**Written task**
Give the data a second time, exactly and in full.

+++

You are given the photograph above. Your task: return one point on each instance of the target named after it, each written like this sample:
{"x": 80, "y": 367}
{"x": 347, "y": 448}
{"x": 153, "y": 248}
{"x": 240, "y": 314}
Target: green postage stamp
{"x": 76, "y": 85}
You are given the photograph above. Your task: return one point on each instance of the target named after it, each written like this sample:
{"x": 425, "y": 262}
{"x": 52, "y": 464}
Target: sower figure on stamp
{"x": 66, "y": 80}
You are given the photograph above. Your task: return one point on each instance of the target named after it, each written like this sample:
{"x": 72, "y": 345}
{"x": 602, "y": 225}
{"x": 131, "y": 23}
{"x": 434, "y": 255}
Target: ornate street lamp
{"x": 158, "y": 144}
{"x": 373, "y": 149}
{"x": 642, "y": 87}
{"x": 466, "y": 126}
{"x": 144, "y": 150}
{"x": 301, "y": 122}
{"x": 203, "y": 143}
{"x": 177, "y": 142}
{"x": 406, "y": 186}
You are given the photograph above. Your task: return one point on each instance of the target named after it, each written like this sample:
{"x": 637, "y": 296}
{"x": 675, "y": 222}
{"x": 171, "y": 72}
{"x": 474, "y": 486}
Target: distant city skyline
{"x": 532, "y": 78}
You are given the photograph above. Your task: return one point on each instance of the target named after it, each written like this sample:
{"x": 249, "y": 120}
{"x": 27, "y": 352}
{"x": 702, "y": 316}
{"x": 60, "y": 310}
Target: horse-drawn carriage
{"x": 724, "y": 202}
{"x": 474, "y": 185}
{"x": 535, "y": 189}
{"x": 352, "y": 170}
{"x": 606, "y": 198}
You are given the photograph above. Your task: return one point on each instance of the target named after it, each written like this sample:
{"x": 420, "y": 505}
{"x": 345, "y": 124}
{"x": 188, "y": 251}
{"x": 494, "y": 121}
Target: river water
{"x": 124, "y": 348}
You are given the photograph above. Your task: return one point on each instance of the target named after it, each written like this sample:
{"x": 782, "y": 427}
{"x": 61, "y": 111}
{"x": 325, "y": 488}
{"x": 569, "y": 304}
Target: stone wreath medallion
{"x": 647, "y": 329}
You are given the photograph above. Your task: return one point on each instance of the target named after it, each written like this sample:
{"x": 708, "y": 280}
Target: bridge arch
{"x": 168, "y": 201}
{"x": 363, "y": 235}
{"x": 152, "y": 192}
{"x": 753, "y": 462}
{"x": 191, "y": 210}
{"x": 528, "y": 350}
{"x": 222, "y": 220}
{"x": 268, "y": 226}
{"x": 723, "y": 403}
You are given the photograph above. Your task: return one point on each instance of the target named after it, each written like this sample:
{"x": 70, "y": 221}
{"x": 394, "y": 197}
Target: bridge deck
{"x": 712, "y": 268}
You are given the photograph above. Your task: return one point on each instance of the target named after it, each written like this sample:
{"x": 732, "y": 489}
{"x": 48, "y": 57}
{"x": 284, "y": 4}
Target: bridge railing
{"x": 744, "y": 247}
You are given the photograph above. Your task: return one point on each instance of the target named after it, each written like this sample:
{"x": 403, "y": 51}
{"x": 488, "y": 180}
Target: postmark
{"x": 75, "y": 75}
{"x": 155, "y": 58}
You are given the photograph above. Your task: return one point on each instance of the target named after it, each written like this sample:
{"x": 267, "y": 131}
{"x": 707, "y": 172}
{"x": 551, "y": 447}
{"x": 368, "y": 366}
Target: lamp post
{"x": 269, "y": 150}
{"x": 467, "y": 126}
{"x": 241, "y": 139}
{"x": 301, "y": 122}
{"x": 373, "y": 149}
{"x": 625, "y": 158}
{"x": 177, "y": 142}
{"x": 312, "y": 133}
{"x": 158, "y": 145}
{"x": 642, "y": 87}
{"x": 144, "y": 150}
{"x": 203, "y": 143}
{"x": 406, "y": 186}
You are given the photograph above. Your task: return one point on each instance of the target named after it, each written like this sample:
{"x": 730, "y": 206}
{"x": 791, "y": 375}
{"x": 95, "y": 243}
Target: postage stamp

+++

**Written answer**
You are given the photograph above. Your task: return one point on each instance of the target named after it, each written like this sample:
{"x": 80, "y": 367}
{"x": 347, "y": 448}
{"x": 153, "y": 248}
{"x": 240, "y": 314}
Target: green postage stamp
{"x": 76, "y": 85}
You are given the photograph above. Your task: return one point on each instance of the target named after it, each written like this sample:
{"x": 425, "y": 262}
{"x": 52, "y": 464}
Target: sower figure on stamp
{"x": 66, "y": 80}
You are given the photograph above. Your task: return one point on each instance of the target named after it, each written like this sample:
{"x": 72, "y": 345}
{"x": 602, "y": 225}
{"x": 131, "y": 23}
{"x": 434, "y": 255}
Target: ornate street lamp
{"x": 158, "y": 144}
{"x": 373, "y": 149}
{"x": 642, "y": 87}
{"x": 466, "y": 126}
{"x": 144, "y": 150}
{"x": 301, "y": 122}
{"x": 203, "y": 143}
{"x": 177, "y": 142}
{"x": 406, "y": 186}
You are given the photograph above. Your task: return one point on each instance of the target named after it, each written like this sample:
{"x": 637, "y": 296}
{"x": 675, "y": 222}
{"x": 171, "y": 72}
{"x": 474, "y": 486}
Target: distant city skyline
{"x": 532, "y": 78}
You are given the photograph above. Your task: return one point on each instance of the target named after it, each written like this sample:
{"x": 249, "y": 120}
{"x": 27, "y": 352}
{"x": 702, "y": 316}
{"x": 60, "y": 310}
Target: horse-drawn carriage
{"x": 724, "y": 202}
{"x": 474, "y": 185}
{"x": 535, "y": 189}
{"x": 352, "y": 170}
{"x": 606, "y": 198}
You are given the photograph above. Your task: return one point on each instance of the target named after it, each written like this sample:
{"x": 420, "y": 505}
{"x": 345, "y": 124}
{"x": 188, "y": 251}
{"x": 494, "y": 121}
Target: river water
{"x": 124, "y": 348}
You are given the photograph above. Your task: return one point on each instance of the target named after it, each written like this sample:
{"x": 782, "y": 427}
{"x": 61, "y": 111}
{"x": 325, "y": 488}
{"x": 569, "y": 304}
Target: stone wreath medallion
{"x": 647, "y": 329}
You are given the photograph above. Your task: return one point on each instance of the target named after it, each written like this sample:
{"x": 708, "y": 280}
Target: bridge arch
{"x": 168, "y": 201}
{"x": 363, "y": 235}
{"x": 152, "y": 192}
{"x": 753, "y": 462}
{"x": 191, "y": 210}
{"x": 528, "y": 350}
{"x": 222, "y": 220}
{"x": 268, "y": 226}
{"x": 723, "y": 403}
You are given the photograph above. Your task: return one point on each instance of the target named after it, each written like this sample:
{"x": 70, "y": 221}
{"x": 394, "y": 197}
Target: bridge deck
{"x": 712, "y": 268}
You are given the photograph above. Your task: return one point on each instance of the target named after it, each written like this sample:
{"x": 732, "y": 489}
{"x": 48, "y": 57}
{"x": 284, "y": 4}
Target: bridge railing
{"x": 744, "y": 247}
You are given the photograph above. Your task: return one point on each instance of the target named after it, each written like this sample:
{"x": 403, "y": 51}
{"x": 488, "y": 180}
Target: postmark
{"x": 75, "y": 75}
{"x": 155, "y": 58}
You are given the photograph above. Your task: return one point on each instance of the target named after it, each written like this sample:
{"x": 267, "y": 131}
{"x": 707, "y": 172}
{"x": 551, "y": 447}
{"x": 368, "y": 366}
Target: lamp post
{"x": 269, "y": 150}
{"x": 467, "y": 126}
{"x": 241, "y": 139}
{"x": 301, "y": 122}
{"x": 373, "y": 149}
{"x": 625, "y": 158}
{"x": 177, "y": 142}
{"x": 312, "y": 133}
{"x": 158, "y": 145}
{"x": 642, "y": 87}
{"x": 144, "y": 150}
{"x": 203, "y": 143}
{"x": 406, "y": 186}
You are given the photograph above. Your task: return one point on each instance of the target named after it, each written like this sample:
{"x": 730, "y": 206}
{"x": 791, "y": 375}
{"x": 95, "y": 243}
Target: postage stamp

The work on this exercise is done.